#### INPUT MATERIAL
※ ※ ※

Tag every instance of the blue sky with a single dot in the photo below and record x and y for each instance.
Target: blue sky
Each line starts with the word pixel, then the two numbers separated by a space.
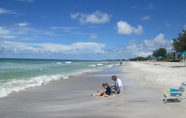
pixel 88 29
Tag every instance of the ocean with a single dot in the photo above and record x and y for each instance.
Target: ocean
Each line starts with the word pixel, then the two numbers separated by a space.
pixel 19 74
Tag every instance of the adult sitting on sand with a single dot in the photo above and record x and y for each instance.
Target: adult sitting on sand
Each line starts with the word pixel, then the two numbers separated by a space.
pixel 104 93
pixel 118 85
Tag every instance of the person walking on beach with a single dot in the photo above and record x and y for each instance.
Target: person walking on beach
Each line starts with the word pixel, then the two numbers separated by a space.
pixel 118 85
pixel 104 93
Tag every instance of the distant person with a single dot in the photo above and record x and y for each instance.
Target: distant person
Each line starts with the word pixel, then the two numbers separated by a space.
pixel 121 62
pixel 118 86
pixel 104 93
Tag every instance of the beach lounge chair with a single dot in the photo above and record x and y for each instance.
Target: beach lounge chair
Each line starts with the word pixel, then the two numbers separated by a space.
pixel 174 94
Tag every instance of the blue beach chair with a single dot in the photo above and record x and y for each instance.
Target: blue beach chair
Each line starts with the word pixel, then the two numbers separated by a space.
pixel 174 94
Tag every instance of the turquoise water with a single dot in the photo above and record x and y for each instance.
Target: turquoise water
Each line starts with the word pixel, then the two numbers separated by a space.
pixel 19 74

※ ※ ※

#### HOW TO COMPLETE THIS TASK
Your task is a word-for-word transcription of the entries, leaving out all pictures.

#### RESULT OF THE TASK
Tag every instance of the blue sky with a single dot in the photo below and record x and y for each instance.
Target: blue sky
Each line starts with the word pixel, then the two numbers separated by a space.
pixel 88 29
Tag every instance of the ocean with a single dot in the photo above and record x and y for each instance.
Target: ocean
Each line starts with the word pixel, then the two numbers separated by a space.
pixel 19 74
Tag every instance of the adult sitting on sand with a single dot in the photo above and record x and y for each instance.
Target: adult sitting on sand
Each line starts with the word pixel, then the two numbers separated by a space.
pixel 104 93
pixel 118 85
Tag every instance of the person walking on beach with a single dot in the photo above and record x and y for each instance.
Target: person walking on beach
Each line starts with the word pixel, then the two numbers separated by a space.
pixel 118 85
pixel 104 93
Tag every instance of the distant person with a single dot in the photo above and record x and y for each instance.
Target: distant person
Each line starts with the word pixel, then the two numbers separated by a space.
pixel 121 62
pixel 118 86
pixel 104 93
Tag every instance of the beach lounge chair with a single dot in the photo above and record x and y for each instance.
Target: beach lounge chair
Each line starts with the word pixel, then the two numbers separated by a space.
pixel 174 94
Tag every instance of the blue beach chair with a single dot in the photo above and record x and y for each instance.
Target: blue beach chair
Each line starts with the word pixel, then the two numbers separated by a space.
pixel 174 94
Tag every instance of the turquoise water with a single dot in the photo above and record x and y for each instance.
Target: turquoise water
Each line starts with the word pixel, then the two numbers separated by a space.
pixel 19 74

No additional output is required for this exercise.